START SOURCE RECORDS

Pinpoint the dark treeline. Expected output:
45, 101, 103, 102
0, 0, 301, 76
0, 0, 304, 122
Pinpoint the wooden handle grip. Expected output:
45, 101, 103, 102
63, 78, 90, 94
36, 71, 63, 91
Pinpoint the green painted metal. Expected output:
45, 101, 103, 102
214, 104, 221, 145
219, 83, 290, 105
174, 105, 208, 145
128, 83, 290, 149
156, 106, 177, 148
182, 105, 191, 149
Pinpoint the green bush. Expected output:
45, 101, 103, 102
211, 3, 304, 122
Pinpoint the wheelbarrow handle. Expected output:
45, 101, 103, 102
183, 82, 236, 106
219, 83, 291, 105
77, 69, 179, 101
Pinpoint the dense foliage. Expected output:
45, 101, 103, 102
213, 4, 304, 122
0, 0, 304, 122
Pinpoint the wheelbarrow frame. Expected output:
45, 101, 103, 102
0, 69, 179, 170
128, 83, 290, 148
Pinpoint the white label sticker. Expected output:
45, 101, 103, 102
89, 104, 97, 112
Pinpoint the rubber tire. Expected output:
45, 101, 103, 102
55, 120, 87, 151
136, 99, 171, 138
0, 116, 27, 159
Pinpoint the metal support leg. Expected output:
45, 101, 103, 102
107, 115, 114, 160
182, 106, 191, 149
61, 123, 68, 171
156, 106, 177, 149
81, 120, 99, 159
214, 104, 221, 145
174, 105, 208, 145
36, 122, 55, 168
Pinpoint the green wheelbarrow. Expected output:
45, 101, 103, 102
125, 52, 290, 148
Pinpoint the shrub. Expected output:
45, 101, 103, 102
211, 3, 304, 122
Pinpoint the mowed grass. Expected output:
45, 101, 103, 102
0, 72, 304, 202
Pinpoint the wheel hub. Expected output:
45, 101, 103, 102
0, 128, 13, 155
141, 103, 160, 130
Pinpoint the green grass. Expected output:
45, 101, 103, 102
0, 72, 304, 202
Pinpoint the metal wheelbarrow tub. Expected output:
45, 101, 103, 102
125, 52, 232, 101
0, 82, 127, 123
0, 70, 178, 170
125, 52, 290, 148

END SOURCE RECORDS

CHALLENGE:
Reproduce all of the records above word for word.

TASK SOLUTION:
Pinpoint the dark treeline. Expected output:
45, 101, 103, 102
0, 0, 301, 76
0, 0, 304, 122
Pinpoint the wooden handle grip. Expected output:
45, 101, 103, 102
63, 78, 90, 94
36, 71, 63, 91
Pinpoint the green painted metal. Expected output:
45, 101, 103, 102
214, 104, 221, 145
219, 83, 290, 105
174, 105, 208, 145
128, 83, 290, 149
156, 106, 177, 148
182, 105, 191, 149
Pinpoint the green bush. Expected output:
45, 101, 103, 102
211, 3, 304, 122
Pinpoint the wheelbarrow handle. Expected output:
45, 101, 103, 102
183, 82, 236, 106
219, 83, 291, 105
77, 69, 179, 101
Pinpoint the dense foliage. Expected output:
45, 101, 103, 102
213, 4, 304, 122
0, 0, 304, 122
Pinpoint the wheelbarrow frame. Expected output:
45, 101, 103, 102
0, 69, 179, 170
128, 83, 290, 148
Pinpoint the white label sticker. Expected output:
45, 101, 103, 102
89, 104, 97, 112
Pinpoint the rubber tire. Expected output:
45, 101, 103, 102
55, 120, 87, 151
136, 99, 171, 138
0, 116, 27, 159
Pinpoint the metal support leg. Expected output:
45, 101, 103, 102
107, 115, 114, 160
182, 106, 191, 149
61, 123, 68, 171
156, 106, 177, 149
81, 120, 99, 159
214, 104, 221, 145
174, 105, 208, 145
36, 122, 55, 168
Pinpoint the green wheelbarrow. Expected output:
45, 101, 103, 102
125, 52, 290, 148
Pinpoint the shrub. Expected output:
45, 101, 103, 102
211, 3, 304, 122
Pinpoint the mowed grass. Expected output:
45, 101, 103, 102
0, 72, 304, 202
Pinpoint the wheel hub. Expected output:
45, 101, 103, 102
0, 128, 13, 155
141, 103, 160, 130
Pinpoint the green grass. Expected output:
45, 101, 103, 102
0, 72, 304, 202
Pinpoint the metal wheelbarrow tub. Expected output:
45, 101, 103, 102
125, 52, 232, 101
0, 82, 127, 123
0, 70, 178, 170
125, 52, 290, 148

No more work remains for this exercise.